**GIVEN EXERCISE**
Can you lay out all of the data below as a two-column CSV headed input and output, with one row for each text and its answer? Put each value in a single quoted field, replace line breaks with spaces, and leave the pictures out.

**STORED ROWS**
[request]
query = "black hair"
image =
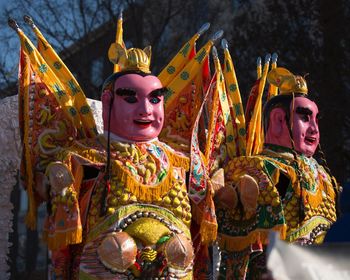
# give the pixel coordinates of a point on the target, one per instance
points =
(109, 82)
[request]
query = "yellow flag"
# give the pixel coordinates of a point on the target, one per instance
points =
(168, 74)
(234, 97)
(119, 38)
(273, 90)
(254, 143)
(59, 75)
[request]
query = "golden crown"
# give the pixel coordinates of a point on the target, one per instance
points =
(286, 81)
(130, 59)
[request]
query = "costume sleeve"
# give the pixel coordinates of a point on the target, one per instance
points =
(63, 225)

**WRITTEN RESPONSE**
input,output
"[request] query = ""black hair"" image = # give the pixel coordinates of a point on the target, one per instance points =","(109, 82)"
"[request] query = ""yellow flag"" # give the pixel coordinates of a point on the target, one per instance points =","(168, 74) (234, 97) (119, 38) (273, 90) (254, 143) (59, 75)"
"[request] query = ""golden crown"" # give the pixel coordinates of a point on the target, one per instance points =","(286, 81) (130, 59)"
"[request] query = ""costume sleeve"" # give the pixel coordinates of a point on the target, one per instance points =","(63, 225)"